(Entries from a pointing dataset)
[start]
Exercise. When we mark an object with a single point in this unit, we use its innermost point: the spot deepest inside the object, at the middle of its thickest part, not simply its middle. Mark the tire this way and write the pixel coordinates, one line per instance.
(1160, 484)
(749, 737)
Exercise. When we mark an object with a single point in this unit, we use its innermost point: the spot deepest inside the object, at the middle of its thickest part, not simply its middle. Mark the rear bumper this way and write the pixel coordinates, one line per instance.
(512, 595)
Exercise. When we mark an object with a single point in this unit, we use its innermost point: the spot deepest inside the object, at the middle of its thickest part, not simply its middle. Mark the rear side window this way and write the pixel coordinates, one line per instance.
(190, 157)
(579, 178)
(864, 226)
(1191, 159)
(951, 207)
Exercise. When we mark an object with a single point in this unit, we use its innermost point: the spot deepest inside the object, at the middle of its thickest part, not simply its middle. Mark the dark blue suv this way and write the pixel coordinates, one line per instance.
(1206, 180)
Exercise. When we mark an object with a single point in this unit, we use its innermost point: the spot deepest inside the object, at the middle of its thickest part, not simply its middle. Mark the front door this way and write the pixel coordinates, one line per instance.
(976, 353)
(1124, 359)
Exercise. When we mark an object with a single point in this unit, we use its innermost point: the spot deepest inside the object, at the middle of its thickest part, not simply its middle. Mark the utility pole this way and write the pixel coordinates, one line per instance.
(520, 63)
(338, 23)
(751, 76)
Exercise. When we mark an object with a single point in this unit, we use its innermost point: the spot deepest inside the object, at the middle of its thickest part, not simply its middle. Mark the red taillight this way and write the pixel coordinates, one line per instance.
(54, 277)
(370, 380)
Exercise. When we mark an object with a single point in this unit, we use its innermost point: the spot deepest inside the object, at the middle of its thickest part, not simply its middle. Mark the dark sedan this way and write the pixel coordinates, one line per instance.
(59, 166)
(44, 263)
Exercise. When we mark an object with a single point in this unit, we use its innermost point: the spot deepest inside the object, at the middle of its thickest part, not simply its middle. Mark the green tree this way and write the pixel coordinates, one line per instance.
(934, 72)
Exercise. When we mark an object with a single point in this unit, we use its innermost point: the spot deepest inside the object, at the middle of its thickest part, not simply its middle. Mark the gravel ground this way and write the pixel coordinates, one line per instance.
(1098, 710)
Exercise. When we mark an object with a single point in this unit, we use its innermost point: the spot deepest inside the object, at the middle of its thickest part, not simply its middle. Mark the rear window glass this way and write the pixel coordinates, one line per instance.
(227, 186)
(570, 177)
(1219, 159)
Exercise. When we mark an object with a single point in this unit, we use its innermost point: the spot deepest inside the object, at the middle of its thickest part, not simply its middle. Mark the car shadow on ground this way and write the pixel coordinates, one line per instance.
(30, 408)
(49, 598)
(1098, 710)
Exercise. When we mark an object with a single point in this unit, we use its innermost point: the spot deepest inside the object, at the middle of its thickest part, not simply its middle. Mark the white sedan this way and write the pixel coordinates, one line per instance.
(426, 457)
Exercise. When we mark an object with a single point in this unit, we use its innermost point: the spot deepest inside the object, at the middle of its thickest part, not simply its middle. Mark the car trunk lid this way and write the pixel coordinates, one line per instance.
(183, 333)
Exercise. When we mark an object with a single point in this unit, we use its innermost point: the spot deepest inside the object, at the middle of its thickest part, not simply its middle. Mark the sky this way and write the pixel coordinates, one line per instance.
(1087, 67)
[end]
WHAT THE EXERCISE ASKS ->
Copy every record exactly as presented.

THE REPLY ->
Exercise. When we mark an object with a single point in this unit, we use its innermost point: the spot deepest inside the object, at the middle of its thickest part, not simply its middle. Mark the tire this way and write the pixel coordinates, one line per instance.
(1160, 484)
(749, 737)
Exercise. When we mark an object with a single point in this unit, we use its innermost point: the spot deepest inside the object, at the middle of its thickest part, not simply its middle. Mark the rear bumper this way and write the pixel coordinates, one line per instance.
(512, 595)
Exercise. When we mark an object with a single point in this unit, we use its innermost point: the spot deepest inside the object, at the middle of its thickest part, not simply its middle. Mark the rear side window this way and write the pixel coordinates, one line per instance.
(190, 157)
(579, 178)
(864, 226)
(1191, 159)
(951, 207)
Exercise. When we mark an object with a single point in this unit, we use its innermost point: the spot deepest inside the object, at the middle of its thickest part, not simply its middle. Mark the dark blue suv this way and write the pixel coordinates, one line per instance.
(1206, 180)
Exercise. When we mark an object with a single point in this unit, we use its innermost point: the spot deepest inside the object, at the middle of its thickest part, not simply its middle. Mark the front door this way and write the pixel coordinates, one line per instance.
(976, 353)
(1124, 359)
Exercise. When we mark an object with a single point in this unit, we use its innermost point: the spot deepest inside the object, at the middle of its thickest part, not simply its middle. Mark the utility pole this way and write the pixel coordinates, one line per instance.
(520, 63)
(338, 23)
(751, 76)
Exercise. When we mark an object with a single point in this unit, we use its innermost point: the spot deepest inside the object, at the middle of its thickest part, not simply its middle. Mark the red taillight this way and write the pixel coordinates, one line per instance.
(54, 277)
(370, 380)
Exercise. When we mark an object with a single point in this unit, we use its innermost point: the spot deepest inside the object, at the middle of its thickest part, not simply its middle. Mark the dark sedan this way and write the pixel coordinates, one line per instance.
(59, 166)
(44, 263)
Exercise. When we mark an object with a single point in this unit, we use its innermost point: the spot deepest inside the object, at the middle of its thickest part, not simply its middle. Mark the green tree this way and write the pixel coordinates, one line per instance.
(934, 72)
Exercise. When we mark an object with a single point in this unit, we use its innermost point: the spot deepest inside the object, at the middle of its thickest part, not simply its middle. Mark the gravel ground this way and write the pixel coordinates, one line per instance.
(1098, 710)
Exercise. When we mark an object with a single point in this unit, we use its innermost point: the spot deepest inside the object, at the middle of its thickest part, not simply its middle. Mark the rear window glass this way and write the pixel coordinates, one line per instance.
(227, 186)
(570, 177)
(1219, 159)
Exercise. When we mark an object with a single point in this unit, we use its innermost point: the spot deepest inside the object, at the middle of its thickest part, not simply its middle. Mark the car shadow on ground this way and write the pixel coordinates, one line per instance.
(30, 408)
(49, 598)
(1098, 710)
Exercise. When we mark an object with a single point in this unit, we use its innermost point: the spot deepest inside the object, at the middle of its thickest part, not simply its middle. Mark the white sedan this way and write the pixel coordinates, one line per instance.
(426, 457)
Exercise. When we mark an object with a single point in this unit, we use its innermost point: the spot deepest inside the object, at the middle of its thickest part, not simply its middle. Mark the car trunk lid this way and write the pixel coordinates, one line per instance.
(183, 333)
Exercise. When we mark an object with a single point in this unit, we use its innermost point: the spot deepest inside the object, at the middle of its thickest part, not simply its middle. Mark the sky this way and write the pixel coordinates, one line per instance.
(1087, 67)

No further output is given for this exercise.